Given instruction |
Collect every line of the items below that contains the string "hand". Letter case counts.

_ _ _

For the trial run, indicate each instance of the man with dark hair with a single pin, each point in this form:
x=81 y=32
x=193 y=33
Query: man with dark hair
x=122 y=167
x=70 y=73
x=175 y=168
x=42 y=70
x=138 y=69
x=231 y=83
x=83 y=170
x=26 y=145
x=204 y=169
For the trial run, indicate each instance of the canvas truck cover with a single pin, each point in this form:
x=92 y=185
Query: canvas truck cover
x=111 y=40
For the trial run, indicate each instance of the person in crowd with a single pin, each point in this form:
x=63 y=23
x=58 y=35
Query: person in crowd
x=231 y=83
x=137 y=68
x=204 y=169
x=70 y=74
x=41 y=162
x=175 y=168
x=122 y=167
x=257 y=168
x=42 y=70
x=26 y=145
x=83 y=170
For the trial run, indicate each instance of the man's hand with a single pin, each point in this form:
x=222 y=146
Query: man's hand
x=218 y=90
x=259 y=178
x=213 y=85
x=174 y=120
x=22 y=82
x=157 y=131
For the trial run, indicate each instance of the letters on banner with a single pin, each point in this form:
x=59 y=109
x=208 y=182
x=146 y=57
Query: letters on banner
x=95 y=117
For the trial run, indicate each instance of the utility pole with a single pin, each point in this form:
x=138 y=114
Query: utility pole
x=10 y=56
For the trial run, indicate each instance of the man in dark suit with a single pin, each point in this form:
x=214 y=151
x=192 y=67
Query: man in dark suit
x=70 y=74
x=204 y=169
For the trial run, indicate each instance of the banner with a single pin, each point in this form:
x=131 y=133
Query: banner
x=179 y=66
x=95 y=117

_ _ _

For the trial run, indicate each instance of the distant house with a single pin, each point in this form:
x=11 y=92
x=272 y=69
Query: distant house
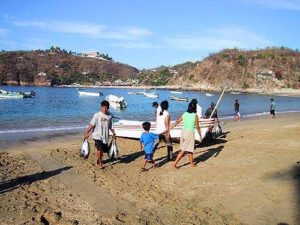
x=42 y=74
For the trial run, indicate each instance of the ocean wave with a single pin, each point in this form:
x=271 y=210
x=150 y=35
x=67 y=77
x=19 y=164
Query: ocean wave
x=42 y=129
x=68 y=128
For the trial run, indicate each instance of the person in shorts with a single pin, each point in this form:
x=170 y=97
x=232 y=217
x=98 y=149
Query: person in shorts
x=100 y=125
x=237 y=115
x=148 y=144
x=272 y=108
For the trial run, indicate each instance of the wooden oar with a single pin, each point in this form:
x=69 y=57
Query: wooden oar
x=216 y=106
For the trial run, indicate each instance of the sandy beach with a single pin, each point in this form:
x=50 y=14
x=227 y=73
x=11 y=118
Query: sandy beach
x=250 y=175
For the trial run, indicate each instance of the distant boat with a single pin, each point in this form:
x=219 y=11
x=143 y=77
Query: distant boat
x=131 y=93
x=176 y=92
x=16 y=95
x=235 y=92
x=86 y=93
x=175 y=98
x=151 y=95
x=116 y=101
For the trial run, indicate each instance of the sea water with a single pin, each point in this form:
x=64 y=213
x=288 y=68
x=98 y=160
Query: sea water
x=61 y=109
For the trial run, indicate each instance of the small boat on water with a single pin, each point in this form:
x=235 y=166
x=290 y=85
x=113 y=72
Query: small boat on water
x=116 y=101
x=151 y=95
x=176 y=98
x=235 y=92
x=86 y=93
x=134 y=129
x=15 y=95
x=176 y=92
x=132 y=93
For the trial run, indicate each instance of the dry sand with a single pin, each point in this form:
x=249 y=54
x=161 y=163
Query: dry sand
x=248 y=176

_ _ _

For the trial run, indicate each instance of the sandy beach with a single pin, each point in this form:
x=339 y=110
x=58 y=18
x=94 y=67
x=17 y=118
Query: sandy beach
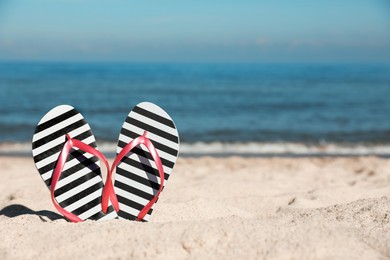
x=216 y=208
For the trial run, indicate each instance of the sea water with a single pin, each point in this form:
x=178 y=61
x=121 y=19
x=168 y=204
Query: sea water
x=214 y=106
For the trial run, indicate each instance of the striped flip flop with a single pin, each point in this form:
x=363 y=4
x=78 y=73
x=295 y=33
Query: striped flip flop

_ _ _

Complete response |
For the trial run, indicate each instance of the man's hand with a single pin, each point in this form:
Query: man's hand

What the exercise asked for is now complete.